- Tasks and exercises -
• a. Check each statement against the D forum thread and say whether it agrees: (i) Walter Bright describes his own proposal as fairly complete and well along in implementation; (ii) Walter Bright says a team exists whose job is to turn other people's ideas into detailed proposals; (iii) Dibyendu urges that only Walter and Andrei decide what goes into the D language. Answer yes or no for each, quoting the deciding words.
• b. Extend the D forum thread, picking up right after its final sentence.

I would in fact urge the D team to make it explicit that D language design rests solely Walter and Andrei - and while others can make suggestions as to what should go in, only Walter and Andrei decide what actually goes in.

Regards
Dibyendu


April 10, 2017
On Thursday, 6 April 2017 at 19:17:53 UTC, Walter Bright wrote:

> There's one big difference. The proposal I put forth is fairly complete, and I am well along implementing it. deadalnix's requires a great deal of further work just to figure out what it means - as presented, it is not much more than an idea.
>
> Nor is it a simple idea. It will upend D's type system. It'll likely affect much of the semantic code in the compiler, and will require a lot of retrofitting in Phobos. Who knows how extensive that will be.

I understand. It was a major change, and you likely felt the risks were not worth it.
>
> I don't know any language process that would accept it as it stands - it would get bounced back with "needs more work".

Yes, but if you had detailed which areas, he might of been more receptive.

> Somebody has to work on it to move it forward - who do you propose should do it? We don't have a team anywhere whose job it is to create detailed proposals based on other peoples' ideas (which appear in the forum every day). Things rarely move forward unless a champion for it self-selects with the will and motivation to push it relentlessly.

That sets a high bar. Can you give an example when this has worked well, or have they been mostly minor changes?

- Dataset records -
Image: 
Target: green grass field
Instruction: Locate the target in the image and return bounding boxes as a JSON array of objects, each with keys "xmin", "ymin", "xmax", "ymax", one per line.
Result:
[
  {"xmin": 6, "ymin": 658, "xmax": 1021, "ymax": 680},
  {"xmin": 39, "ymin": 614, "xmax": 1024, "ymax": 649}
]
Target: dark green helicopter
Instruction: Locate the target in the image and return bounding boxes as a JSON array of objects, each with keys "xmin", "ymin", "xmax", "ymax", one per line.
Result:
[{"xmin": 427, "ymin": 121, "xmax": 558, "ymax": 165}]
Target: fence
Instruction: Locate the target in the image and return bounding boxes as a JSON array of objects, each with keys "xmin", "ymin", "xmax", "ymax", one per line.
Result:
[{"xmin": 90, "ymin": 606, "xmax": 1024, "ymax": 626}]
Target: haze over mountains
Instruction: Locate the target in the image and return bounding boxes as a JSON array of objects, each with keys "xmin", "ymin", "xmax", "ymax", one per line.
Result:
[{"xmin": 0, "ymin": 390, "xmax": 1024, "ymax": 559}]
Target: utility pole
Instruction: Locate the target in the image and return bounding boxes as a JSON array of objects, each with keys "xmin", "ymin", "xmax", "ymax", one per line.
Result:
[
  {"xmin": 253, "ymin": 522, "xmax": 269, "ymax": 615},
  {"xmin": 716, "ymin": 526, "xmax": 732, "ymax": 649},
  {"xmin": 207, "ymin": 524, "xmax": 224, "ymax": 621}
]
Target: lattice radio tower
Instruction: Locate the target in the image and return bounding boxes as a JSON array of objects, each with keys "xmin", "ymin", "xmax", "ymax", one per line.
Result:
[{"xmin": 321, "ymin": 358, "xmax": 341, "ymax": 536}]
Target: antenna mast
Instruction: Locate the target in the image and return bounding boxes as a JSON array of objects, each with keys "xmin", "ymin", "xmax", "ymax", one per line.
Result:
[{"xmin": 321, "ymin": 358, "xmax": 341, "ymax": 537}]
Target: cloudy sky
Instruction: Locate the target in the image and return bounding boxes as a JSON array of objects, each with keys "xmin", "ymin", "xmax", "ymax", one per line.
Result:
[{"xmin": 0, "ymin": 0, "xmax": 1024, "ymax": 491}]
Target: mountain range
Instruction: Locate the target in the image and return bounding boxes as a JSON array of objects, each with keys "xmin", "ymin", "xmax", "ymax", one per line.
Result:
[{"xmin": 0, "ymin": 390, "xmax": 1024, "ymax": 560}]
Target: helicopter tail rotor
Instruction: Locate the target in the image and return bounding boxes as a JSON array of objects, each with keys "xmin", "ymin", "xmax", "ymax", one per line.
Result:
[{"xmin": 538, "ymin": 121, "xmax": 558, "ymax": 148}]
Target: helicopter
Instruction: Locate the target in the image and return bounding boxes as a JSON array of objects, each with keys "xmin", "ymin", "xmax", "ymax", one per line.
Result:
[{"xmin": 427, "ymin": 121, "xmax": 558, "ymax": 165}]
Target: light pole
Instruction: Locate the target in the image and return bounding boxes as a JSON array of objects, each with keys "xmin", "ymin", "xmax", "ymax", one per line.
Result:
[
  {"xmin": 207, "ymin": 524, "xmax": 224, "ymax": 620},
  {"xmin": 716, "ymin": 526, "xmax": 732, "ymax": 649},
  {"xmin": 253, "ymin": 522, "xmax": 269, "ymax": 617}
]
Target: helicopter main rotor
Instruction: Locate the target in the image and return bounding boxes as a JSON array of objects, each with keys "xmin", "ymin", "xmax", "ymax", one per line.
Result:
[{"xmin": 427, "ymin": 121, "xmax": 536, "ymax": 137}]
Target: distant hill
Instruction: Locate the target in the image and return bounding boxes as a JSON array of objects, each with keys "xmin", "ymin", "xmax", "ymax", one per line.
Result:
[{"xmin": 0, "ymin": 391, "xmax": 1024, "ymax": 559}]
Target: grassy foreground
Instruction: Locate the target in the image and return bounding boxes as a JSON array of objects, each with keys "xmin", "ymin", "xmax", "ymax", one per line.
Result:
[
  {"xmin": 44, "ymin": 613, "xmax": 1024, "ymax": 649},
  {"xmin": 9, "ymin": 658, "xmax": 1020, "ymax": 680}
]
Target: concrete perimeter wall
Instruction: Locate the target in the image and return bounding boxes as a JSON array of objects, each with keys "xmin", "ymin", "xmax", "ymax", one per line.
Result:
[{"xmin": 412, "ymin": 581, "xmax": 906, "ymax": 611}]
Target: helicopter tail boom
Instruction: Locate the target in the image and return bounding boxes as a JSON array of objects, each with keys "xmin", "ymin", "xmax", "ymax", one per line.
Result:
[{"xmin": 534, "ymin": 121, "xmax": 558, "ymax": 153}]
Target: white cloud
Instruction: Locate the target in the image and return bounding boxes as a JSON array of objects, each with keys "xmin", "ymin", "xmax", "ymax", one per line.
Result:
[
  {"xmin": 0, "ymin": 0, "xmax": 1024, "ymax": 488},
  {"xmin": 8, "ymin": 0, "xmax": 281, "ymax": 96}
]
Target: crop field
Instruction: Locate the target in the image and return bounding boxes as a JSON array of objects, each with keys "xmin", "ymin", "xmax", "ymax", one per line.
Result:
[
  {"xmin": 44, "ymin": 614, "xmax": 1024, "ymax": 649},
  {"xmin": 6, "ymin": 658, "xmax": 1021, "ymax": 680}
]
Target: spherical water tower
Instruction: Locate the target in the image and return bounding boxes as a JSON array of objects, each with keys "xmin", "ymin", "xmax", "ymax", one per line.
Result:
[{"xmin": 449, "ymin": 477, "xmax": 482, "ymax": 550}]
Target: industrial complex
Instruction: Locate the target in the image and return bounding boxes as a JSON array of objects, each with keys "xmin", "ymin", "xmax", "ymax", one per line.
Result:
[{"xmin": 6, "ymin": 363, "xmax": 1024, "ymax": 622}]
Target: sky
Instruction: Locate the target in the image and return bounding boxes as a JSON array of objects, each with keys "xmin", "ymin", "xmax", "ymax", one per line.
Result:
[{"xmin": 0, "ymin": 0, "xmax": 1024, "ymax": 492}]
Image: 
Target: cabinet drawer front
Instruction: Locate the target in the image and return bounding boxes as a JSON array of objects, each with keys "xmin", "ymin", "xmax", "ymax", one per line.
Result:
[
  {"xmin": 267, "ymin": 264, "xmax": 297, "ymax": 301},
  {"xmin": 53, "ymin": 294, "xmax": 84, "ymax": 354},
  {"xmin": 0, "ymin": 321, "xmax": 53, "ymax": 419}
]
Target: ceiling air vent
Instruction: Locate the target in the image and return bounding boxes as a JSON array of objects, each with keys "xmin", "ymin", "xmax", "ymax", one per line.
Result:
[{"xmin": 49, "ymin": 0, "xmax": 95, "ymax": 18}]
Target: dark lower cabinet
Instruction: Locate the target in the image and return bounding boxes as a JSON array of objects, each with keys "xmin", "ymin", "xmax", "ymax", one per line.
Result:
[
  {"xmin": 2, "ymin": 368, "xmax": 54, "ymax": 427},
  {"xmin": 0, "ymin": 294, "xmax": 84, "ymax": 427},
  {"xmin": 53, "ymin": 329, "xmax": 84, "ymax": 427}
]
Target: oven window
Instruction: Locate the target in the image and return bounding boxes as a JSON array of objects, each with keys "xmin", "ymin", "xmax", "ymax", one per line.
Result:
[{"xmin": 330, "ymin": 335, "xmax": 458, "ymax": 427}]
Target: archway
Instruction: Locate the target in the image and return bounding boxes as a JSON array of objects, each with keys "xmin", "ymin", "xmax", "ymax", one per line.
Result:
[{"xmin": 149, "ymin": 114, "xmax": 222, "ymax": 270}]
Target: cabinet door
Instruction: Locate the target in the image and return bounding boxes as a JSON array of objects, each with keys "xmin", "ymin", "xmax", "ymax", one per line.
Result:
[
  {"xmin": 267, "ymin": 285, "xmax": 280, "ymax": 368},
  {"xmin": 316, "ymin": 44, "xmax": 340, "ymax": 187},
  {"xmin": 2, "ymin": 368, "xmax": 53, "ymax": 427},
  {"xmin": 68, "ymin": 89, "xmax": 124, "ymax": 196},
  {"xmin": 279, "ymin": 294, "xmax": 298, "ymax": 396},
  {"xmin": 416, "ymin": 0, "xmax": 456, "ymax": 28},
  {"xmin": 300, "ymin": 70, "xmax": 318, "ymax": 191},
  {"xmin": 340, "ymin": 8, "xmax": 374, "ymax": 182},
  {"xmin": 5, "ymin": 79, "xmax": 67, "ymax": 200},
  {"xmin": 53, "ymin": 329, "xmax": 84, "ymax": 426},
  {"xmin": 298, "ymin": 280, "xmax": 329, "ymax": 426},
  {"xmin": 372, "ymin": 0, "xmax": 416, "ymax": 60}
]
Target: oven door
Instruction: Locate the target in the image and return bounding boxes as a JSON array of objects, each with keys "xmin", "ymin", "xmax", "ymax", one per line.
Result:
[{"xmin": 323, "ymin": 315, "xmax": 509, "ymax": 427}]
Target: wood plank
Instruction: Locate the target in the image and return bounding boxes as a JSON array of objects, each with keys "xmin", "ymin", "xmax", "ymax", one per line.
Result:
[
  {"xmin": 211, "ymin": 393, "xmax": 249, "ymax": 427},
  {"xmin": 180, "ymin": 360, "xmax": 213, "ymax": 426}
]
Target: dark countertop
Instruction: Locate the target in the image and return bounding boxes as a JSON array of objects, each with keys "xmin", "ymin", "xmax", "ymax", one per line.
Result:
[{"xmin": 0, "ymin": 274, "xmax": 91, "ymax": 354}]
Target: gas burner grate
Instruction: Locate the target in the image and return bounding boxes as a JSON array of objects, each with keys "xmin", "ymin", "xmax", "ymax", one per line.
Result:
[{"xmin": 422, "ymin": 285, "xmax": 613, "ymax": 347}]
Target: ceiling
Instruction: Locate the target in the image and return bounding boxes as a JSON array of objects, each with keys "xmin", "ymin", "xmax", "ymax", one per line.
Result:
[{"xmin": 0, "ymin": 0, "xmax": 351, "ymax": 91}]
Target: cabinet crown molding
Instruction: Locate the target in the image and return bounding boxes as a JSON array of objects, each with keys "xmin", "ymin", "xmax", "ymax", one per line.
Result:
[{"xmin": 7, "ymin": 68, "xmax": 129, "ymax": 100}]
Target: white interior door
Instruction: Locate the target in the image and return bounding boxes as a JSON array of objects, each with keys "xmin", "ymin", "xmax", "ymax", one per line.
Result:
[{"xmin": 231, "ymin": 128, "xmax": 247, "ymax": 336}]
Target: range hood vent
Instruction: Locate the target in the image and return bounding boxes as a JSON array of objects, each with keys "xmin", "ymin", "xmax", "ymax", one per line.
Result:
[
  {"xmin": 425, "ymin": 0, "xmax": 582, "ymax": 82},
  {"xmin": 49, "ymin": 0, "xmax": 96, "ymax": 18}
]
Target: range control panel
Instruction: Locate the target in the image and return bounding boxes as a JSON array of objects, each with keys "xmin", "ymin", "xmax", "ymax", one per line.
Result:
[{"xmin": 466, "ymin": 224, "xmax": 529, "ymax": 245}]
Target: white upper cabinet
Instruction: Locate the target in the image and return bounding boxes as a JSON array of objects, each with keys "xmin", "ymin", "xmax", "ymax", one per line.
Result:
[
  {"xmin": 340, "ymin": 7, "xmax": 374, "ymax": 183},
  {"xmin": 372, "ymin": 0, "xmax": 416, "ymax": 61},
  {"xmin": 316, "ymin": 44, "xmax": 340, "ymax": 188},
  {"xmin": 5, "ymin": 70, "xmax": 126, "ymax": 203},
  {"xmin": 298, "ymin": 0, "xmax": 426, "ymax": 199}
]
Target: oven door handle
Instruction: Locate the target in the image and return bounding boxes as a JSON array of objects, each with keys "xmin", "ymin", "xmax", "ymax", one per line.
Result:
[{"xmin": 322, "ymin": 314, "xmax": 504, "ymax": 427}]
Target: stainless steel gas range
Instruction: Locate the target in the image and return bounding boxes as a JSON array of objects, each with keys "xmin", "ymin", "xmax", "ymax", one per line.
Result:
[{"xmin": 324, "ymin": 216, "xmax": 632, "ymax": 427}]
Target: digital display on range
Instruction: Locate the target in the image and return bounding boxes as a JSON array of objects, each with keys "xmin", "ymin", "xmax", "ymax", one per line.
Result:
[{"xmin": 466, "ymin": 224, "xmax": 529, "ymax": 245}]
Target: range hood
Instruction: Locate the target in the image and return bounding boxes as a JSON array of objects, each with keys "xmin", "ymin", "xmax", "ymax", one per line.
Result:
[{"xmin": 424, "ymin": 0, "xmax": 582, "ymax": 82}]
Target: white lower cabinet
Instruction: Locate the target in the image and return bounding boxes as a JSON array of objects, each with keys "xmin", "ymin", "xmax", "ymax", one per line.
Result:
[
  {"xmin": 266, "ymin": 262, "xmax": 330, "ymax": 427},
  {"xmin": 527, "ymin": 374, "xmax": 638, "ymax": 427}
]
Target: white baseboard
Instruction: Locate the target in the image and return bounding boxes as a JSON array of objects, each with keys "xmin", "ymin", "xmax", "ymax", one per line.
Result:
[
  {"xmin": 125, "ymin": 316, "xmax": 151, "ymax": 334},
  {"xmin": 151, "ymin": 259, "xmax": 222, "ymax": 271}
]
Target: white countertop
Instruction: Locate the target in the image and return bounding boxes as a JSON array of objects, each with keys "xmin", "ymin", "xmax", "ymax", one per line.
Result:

- Outputs -
• a.
(i) Yes: "The proposal I put forth is fairly complete, and I am well along implementing it."
(ii) No: "We don't have a team anywhere whose job it is to create detailed proposals based on other peoples' ideas"
(iii) Yes: "only Walter and Andrei decide what actually goes in."

• b.
>
> (The general attitude of the C++ committee is if no champion emerges for a proposal that is willing to fix it and address all concerns about it and fight for it, then the proposal is not worth considering. It works for them.)

So this is your and Andreis approach? If so, perhaps you want to document it, so everyone understands.

> If you or anyone else wants to be the champion for deadalnix's idea, I encourage you to do so. Collaborate here or in any way that works for you. I'm not going to shut you or anyone down on such discussions. I have already done a review of it and identified where it needs more work, so the next step is up to you.

No, its his big idea, and I don't understand it well enough to push it.
But I also think that your vision of the language, seems to be fluid at present, with the requirements to support a GC, ARC, and the ability to remove the run-time. Again perhaps you and Andrei want to confirm this direction.

My intent for this post, was to bring to both your attentions, how this was perceived by the outsiders/community, and a perceived (if incorrect) double standard. That was all.

> (I also did not submit it as a DIP because the DIP process at the time was in limbo due to Dicebot exiting it. Now that Mike Parker is the new DIP czar, things should be moving again.)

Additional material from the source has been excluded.